**EXTRACTED RECORDS**
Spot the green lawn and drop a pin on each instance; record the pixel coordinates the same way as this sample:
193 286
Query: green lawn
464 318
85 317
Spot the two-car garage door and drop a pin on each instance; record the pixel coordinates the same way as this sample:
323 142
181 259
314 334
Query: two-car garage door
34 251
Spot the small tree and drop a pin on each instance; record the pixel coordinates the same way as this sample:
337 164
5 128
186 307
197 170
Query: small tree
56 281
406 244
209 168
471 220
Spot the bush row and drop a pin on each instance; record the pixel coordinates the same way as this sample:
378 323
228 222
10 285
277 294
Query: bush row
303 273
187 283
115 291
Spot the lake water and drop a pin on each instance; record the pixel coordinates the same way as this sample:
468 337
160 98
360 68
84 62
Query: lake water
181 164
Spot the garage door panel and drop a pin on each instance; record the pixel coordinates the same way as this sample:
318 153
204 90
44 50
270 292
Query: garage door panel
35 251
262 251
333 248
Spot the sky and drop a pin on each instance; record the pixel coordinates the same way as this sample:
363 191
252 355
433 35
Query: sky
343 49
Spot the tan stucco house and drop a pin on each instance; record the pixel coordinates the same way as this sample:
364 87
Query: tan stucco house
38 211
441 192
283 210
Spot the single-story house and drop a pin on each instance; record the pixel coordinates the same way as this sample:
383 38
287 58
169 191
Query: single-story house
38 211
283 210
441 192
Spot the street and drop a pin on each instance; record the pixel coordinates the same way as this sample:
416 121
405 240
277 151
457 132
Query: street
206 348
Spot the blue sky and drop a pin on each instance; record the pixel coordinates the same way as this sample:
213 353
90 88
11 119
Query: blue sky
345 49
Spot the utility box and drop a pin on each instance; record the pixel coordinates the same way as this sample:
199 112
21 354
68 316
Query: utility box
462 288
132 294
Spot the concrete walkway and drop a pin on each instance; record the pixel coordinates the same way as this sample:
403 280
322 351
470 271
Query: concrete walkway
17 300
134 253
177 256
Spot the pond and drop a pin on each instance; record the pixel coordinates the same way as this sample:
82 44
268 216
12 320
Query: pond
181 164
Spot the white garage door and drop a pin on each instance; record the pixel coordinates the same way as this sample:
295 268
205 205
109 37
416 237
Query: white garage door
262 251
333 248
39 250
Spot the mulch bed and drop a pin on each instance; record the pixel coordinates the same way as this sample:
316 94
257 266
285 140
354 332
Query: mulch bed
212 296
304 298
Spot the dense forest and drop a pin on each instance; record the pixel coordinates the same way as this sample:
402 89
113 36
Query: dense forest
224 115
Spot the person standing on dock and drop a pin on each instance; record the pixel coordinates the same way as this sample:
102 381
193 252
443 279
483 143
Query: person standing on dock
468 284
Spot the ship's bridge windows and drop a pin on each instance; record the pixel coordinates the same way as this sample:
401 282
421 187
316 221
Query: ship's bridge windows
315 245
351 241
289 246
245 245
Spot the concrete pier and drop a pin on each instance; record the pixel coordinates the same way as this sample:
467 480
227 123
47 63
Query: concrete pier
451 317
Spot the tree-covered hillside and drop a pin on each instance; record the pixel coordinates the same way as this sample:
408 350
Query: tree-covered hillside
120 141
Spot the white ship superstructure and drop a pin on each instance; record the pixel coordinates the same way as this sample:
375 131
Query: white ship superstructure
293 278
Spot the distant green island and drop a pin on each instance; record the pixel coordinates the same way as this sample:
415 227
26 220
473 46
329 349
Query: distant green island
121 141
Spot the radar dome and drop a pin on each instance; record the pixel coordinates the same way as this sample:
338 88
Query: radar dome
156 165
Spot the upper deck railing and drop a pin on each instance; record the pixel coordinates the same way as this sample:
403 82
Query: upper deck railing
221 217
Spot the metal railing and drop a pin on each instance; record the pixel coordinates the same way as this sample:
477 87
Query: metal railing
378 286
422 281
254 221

**WHAT TO DO**
Each entry above needs to be retyped exactly.

**FINISHED EXERCISE**
Spot the green lawn and drop a pin on each instance; record the pixel coordinates the same way as this sample:
193 286
Query: green lawn
464 318
85 317
Spot the two-car garage door and drop a pin on each instance; record the pixel coordinates the same way as this sample:
323 142
181 259
314 334
Query: two-car garage door
34 251
Spot the small tree and drop a pin on each instance; record the pixel coordinates the same way as this sample:
337 164
5 128
186 307
197 170
Query: small tree
56 281
406 244
209 168
471 220
Spot the bush row and drop a pin on each instance; record the pixel coordinates the same way as this sample:
378 323
228 222
10 285
277 294
Query: bush row
303 273
187 283
115 291
Spot the lake water and drop a pin on each instance; record the pixel coordinates the same way as this sample:
468 337
160 98
360 68
84 62
Query: lake water
181 164
Spot the garage door panel and drop a pin on each instance; record the pixel coordinates the same way as this sample:
318 153
204 90
44 50
270 292
Query: garage door panel
35 251
262 251
333 248
Spot the sky and drop a pin on each instance; record the pixel coordinates the same way as this sample:
363 191
252 355
433 35
Query: sky
343 49
Spot the tan stucco house and drop a pin on each instance; record the pixel coordinates the same way as this sample:
364 87
Query: tan stucco house
38 211
441 192
283 210
Spot the single-story house and drop a pin on each instance; record the pixel coordinates the same way as this sample:
383 38
287 58
169 191
Query: single-story house
38 211
283 210
441 192
Spot the street and drop a pin on each instance; record the pixel coordinates the same way as this sample:
416 121
405 240
277 151
457 132
Query: street
206 348
Spot the blue sky and drop a pin on each instance; record the pixel coordinates the same way as this sample:
213 353
90 88
11 119
Query: blue sky
345 49
Spot the utility box and drop a pin on each instance; record the pixel coordinates the same way as this sample:
199 112
21 354
68 316
Query: utility box
462 288
132 294
Spot the concrete walkway and drop a pin on each instance; record the pixel coordinates the same way as this sample:
403 280
322 351
470 271
Query: concrete walkway
17 300
134 253
177 256
Spot the pond and drop a pin on each instance; record the pixel coordinates the same way as this sample:
82 44
268 216
12 320
Query: pond
181 164
Spot the white garage door and drop a pin on each instance; record the pixel coordinates the same way as this sample:
295 268
205 205
109 37
416 237
Query: white garage door
262 251
333 248
39 250
Spot the mulch bed and drop a pin on each instance; record the pixel coordinates the same way as this sample:
316 94
257 266
285 140
354 332
Query: mulch bed
212 296
304 298
Spot the dense forest and drop a pin on each instance; record the pixel coordinates the same way as this sample:
402 89
113 36
Query: dense forest
224 115
Spot the person standing on dock and drop a pin on each instance; record the pixel coordinates the same way as this sample:
102 381
193 252
443 279
483 143
Query: person standing on dock
468 284
Spot the ship's bridge windows and drop a pin on each instance; record the pixel coordinates the same way as this sample:
401 282
421 187
316 221
Query: ship's bridge windows
315 245
351 241
289 246
245 245
Spot the concrete pier and drop a pin on each instance; record the pixel coordinates the same way as this sample:
467 480
227 123
47 63
Query: concrete pier
451 317
Spot the tree-covered hillside and drop a pin on each instance; record the pixel coordinates the same way as this sample:
408 350
Query: tree-covered hillside
120 141
Spot the white ship superstructure and drop a pin on each instance; record the pixel coordinates the same way as this sample:
375 131
Query: white ship superstructure
293 278
Spot the distant green island and drop a pin on each instance; record the pixel coordinates the same way as this sample:
415 227
26 220
473 46
329 349
Query: distant green island
121 141
Spot the radar dome and drop a pin on each instance; record the pixel coordinates the same way as this sample:
338 88
Query: radar dome
156 165
Spot the upper deck railing and drop a pin on each instance; record the pixel coordinates the same way as this sample:
403 82
Query: upper deck railing
221 217
Spot the metal railing and drop a pin on each instance; record the pixel coordinates the same way as this sample:
477 87
Query: metal railing
378 286
422 281
254 221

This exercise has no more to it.